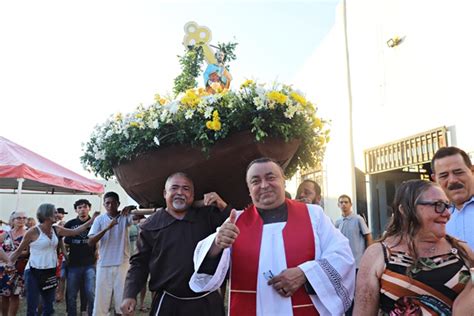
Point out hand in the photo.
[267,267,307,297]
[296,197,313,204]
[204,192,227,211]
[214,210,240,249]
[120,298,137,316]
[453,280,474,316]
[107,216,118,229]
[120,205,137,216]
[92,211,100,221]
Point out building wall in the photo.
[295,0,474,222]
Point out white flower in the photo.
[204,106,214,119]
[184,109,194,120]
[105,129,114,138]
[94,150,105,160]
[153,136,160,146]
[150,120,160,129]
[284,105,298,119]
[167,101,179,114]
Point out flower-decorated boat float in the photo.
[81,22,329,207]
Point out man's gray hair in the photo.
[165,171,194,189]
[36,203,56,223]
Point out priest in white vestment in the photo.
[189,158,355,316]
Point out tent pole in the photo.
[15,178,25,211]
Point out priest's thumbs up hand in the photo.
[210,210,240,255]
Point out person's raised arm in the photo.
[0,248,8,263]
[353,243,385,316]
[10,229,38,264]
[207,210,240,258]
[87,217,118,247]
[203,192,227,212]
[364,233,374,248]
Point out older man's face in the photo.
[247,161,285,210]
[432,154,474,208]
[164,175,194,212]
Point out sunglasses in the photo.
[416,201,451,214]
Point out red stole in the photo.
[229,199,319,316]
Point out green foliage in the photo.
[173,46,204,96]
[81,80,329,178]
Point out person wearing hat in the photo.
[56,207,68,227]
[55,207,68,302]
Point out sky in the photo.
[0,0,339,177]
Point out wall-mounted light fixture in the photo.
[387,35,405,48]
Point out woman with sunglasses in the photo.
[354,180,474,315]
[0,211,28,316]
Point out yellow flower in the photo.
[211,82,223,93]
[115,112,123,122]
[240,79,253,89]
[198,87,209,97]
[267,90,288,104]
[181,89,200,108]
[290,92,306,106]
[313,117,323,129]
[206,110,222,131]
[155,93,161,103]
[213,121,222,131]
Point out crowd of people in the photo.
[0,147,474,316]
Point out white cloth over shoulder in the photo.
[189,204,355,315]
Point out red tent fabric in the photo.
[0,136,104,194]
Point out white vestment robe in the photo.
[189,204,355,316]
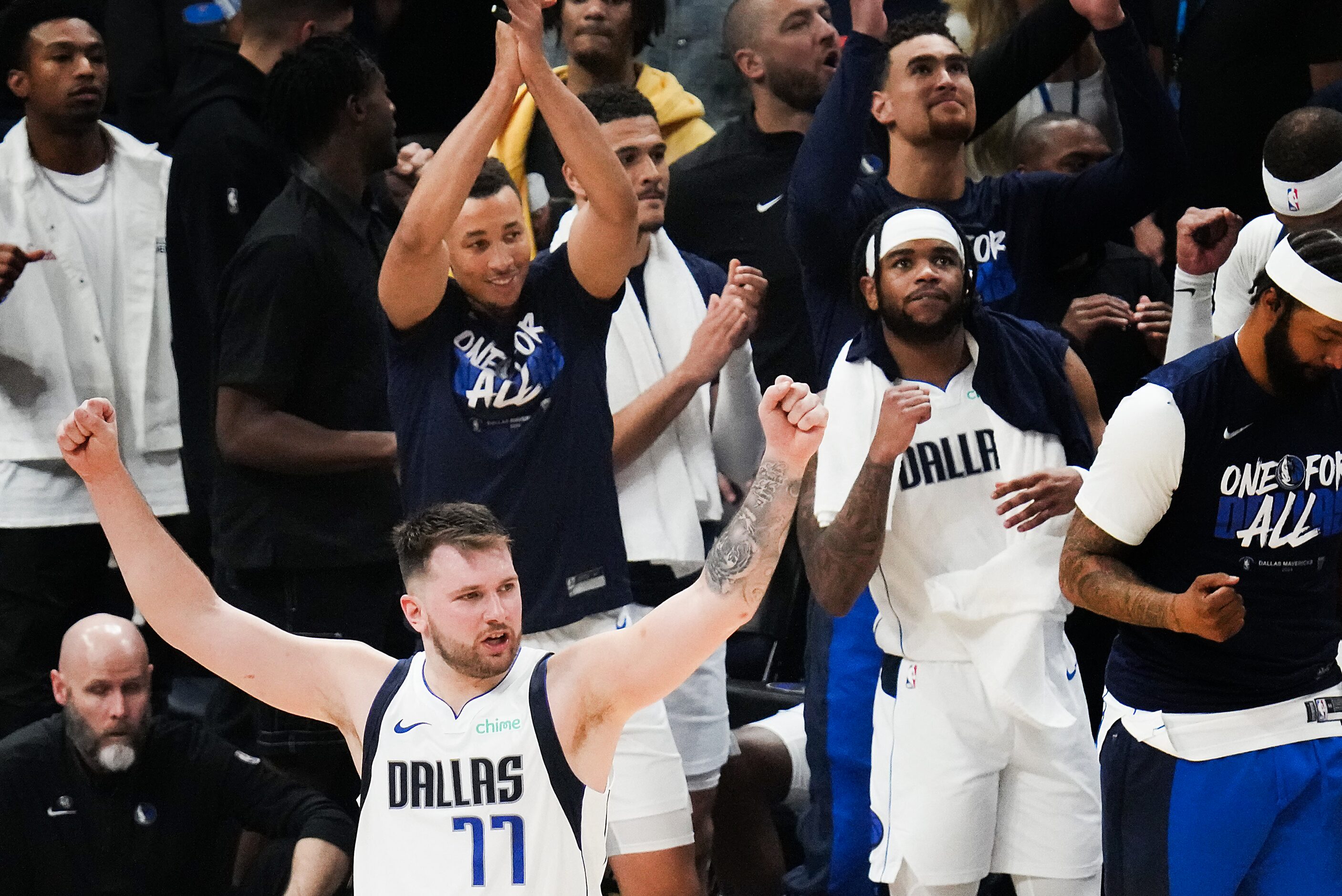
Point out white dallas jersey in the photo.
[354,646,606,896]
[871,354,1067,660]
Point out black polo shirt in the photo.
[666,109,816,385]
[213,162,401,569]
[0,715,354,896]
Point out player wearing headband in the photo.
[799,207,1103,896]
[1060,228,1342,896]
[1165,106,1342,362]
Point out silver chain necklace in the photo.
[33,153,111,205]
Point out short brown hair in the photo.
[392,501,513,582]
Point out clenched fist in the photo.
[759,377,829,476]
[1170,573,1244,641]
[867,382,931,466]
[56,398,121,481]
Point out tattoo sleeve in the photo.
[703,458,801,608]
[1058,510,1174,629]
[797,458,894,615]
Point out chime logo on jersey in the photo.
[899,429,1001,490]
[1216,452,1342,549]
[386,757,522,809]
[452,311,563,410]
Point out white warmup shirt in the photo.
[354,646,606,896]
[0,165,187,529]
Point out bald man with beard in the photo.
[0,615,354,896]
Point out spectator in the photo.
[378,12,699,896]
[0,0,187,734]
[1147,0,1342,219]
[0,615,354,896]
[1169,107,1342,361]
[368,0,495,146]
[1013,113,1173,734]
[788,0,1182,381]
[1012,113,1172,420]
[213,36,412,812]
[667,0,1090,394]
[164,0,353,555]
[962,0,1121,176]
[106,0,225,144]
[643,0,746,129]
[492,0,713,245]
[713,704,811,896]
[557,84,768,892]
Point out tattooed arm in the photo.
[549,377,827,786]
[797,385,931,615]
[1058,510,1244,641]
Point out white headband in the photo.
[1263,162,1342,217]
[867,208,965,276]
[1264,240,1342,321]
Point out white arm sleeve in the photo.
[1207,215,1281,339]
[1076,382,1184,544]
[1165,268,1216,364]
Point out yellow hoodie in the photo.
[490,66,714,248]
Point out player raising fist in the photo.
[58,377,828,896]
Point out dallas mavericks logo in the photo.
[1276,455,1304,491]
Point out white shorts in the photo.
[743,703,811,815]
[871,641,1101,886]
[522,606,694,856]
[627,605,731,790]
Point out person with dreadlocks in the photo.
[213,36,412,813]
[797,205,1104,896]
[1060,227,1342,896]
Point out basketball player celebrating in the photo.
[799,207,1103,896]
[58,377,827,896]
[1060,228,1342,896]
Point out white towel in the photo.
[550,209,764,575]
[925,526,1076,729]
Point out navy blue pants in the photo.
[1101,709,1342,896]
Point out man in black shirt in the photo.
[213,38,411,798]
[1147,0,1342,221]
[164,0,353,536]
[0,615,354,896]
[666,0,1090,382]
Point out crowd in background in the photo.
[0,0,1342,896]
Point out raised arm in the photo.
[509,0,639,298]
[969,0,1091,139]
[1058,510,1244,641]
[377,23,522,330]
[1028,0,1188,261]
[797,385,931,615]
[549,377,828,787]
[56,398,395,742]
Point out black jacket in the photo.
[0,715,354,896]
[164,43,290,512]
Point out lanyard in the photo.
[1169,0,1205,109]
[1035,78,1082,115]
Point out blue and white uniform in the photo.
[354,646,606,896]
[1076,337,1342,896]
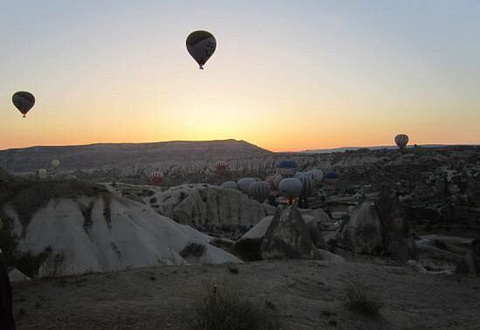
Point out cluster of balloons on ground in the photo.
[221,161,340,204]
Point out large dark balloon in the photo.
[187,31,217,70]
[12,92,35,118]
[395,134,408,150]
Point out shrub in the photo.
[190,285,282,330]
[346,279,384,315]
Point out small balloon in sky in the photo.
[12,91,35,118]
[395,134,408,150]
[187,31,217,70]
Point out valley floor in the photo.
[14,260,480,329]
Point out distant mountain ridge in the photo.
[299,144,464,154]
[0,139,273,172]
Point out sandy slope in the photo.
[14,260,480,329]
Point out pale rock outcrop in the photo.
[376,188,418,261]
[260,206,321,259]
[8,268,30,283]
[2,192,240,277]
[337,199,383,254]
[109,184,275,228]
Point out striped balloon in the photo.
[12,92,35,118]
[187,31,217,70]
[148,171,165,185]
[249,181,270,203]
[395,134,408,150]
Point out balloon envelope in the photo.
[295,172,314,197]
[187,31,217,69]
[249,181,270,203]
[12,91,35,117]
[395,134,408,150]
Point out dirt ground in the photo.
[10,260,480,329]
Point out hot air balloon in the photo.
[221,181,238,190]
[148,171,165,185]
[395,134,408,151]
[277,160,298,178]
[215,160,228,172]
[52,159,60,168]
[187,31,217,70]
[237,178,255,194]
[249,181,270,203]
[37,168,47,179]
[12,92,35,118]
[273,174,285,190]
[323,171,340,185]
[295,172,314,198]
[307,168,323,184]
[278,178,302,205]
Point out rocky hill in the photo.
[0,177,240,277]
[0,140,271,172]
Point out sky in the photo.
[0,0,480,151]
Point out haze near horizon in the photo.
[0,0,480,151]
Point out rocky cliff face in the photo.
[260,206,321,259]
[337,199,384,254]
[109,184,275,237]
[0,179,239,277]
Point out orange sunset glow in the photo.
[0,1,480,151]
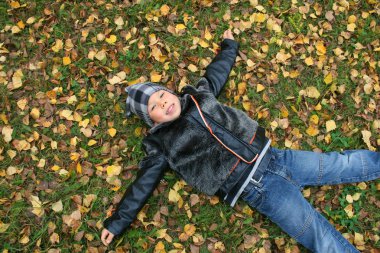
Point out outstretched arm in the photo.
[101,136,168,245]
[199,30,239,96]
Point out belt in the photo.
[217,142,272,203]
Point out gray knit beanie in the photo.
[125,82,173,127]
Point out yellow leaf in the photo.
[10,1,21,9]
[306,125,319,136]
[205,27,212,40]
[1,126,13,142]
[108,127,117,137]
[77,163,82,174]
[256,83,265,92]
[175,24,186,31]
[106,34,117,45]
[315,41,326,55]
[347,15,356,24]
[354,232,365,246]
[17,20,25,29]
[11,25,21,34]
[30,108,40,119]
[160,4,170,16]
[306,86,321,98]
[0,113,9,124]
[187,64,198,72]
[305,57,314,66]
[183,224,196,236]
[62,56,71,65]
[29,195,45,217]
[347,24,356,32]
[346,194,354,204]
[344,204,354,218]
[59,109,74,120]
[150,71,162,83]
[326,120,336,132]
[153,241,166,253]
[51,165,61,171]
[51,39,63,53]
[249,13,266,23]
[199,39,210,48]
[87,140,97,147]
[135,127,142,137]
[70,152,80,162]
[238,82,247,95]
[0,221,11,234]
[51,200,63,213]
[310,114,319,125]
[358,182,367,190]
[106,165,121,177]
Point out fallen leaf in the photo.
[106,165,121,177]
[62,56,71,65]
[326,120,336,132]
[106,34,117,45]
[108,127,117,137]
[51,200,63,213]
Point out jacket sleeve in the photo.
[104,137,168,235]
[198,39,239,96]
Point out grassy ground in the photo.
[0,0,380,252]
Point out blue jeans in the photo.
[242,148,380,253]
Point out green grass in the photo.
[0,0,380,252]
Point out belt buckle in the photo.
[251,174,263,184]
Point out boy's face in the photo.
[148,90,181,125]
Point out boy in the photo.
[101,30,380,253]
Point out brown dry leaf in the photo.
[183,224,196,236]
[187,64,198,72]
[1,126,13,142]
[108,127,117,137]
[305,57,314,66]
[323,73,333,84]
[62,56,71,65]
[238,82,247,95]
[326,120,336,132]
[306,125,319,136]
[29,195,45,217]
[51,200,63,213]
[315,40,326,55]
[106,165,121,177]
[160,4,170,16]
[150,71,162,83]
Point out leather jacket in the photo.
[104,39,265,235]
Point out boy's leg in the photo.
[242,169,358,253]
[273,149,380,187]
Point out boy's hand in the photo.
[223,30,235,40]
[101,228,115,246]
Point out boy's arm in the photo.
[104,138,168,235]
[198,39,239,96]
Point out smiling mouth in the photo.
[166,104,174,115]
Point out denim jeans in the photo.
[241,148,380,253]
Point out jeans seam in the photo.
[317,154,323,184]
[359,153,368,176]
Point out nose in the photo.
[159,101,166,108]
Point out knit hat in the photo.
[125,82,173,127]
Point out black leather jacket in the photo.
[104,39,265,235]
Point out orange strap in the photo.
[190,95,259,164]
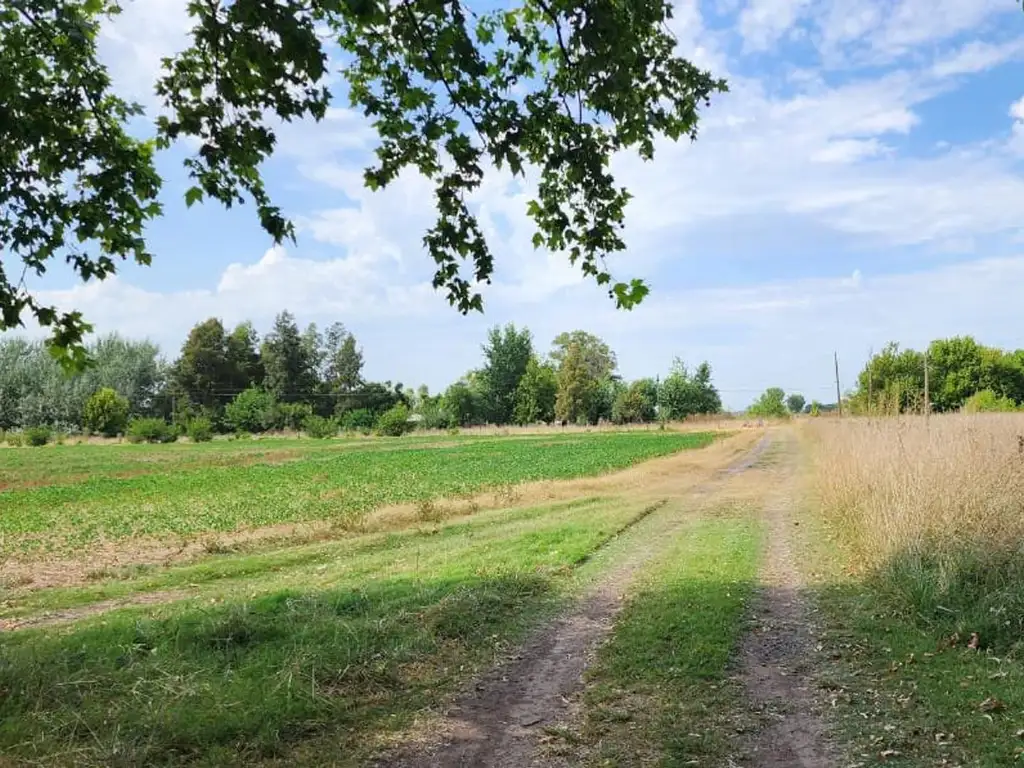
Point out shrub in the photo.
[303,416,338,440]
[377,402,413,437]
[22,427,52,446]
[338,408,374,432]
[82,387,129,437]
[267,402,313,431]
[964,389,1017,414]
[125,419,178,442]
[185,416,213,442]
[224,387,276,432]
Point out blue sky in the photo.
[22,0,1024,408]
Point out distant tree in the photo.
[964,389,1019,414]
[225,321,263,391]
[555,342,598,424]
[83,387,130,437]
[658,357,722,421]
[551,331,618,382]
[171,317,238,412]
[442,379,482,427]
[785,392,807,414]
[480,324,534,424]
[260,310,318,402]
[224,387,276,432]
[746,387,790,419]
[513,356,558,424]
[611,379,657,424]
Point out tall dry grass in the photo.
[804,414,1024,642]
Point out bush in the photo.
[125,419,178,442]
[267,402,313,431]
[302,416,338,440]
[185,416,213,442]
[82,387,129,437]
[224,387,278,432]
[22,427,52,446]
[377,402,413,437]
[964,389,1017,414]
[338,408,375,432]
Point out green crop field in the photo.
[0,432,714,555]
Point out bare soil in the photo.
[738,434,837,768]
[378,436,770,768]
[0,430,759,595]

⁂

*EXERCISE*
Rewrite the rows from the start through the line containing "[189,158,355,316]", replacing "gray" with "silver" and keeping everything else as it is. Leave out the pictures.

*EXERCISE ANSWER*
Point out hand in the photo.
[267,267,307,297]
[296,197,313,204]
[204,192,227,211]
[214,210,240,249]
[120,298,137,316]
[453,280,474,316]
[107,216,118,229]
[120,205,137,216]
[92,211,100,221]
Point out building wall in the photo.
[295,0,474,222]
Point out white flower in the photo.
[204,106,214,119]
[184,109,194,120]
[105,129,114,138]
[94,150,105,160]
[153,136,160,146]
[150,120,160,129]
[284,105,298,119]
[167,101,179,114]
Point out flower-decorated boat float in the photo.
[81,22,329,207]
Point out man's silver hair in the photo.
[165,171,194,189]
[36,203,56,223]
Point out priest in white vestment in the photo.
[189,158,355,316]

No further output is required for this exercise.